[start]

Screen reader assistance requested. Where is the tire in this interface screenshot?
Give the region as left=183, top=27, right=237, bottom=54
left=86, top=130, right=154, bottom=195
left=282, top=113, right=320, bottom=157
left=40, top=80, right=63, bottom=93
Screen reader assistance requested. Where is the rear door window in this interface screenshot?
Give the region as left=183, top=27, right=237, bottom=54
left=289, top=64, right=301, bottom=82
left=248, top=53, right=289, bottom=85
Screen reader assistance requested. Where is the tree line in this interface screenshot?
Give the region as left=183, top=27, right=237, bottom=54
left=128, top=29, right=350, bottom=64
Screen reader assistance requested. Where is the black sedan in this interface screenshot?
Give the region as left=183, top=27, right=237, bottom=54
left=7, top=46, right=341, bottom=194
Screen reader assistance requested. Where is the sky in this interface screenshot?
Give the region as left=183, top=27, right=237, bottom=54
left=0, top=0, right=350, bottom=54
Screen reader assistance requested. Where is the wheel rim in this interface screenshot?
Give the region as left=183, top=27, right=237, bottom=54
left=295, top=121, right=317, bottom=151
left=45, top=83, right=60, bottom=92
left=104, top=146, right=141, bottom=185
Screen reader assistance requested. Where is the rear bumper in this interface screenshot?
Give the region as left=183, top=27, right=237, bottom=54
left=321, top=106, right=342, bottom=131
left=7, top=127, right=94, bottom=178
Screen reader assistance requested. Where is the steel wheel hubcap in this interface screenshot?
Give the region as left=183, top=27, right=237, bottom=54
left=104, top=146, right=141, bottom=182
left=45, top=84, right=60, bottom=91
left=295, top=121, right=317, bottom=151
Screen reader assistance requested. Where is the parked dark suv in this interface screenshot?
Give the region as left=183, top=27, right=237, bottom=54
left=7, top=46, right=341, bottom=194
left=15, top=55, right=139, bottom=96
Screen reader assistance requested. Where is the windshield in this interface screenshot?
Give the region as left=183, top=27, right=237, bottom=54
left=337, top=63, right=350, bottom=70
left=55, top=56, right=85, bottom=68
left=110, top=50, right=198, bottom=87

[end]
[start]

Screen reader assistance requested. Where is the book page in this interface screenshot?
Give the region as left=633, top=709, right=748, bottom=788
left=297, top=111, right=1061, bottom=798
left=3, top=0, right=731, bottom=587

[end]

Work to do — Begin at the line that contains "Screen reader assistance requested. Where is the parked" and repeat each line word for word, ending after the line that contains "left=110, top=50, right=198, bottom=87".

Written solution —
Screen reader assistance requested. Where is the parked dark suv in this interface screenshot?
Give the region as left=183, top=27, right=237, bottom=54
left=7, top=46, right=341, bottom=194
left=15, top=55, right=139, bottom=96
Screen reader assistance requested. Where is the windshield in this interface screenshot?
Give the region as left=183, top=27, right=237, bottom=54
left=337, top=63, right=350, bottom=70
left=55, top=56, right=85, bottom=68
left=110, top=50, right=198, bottom=87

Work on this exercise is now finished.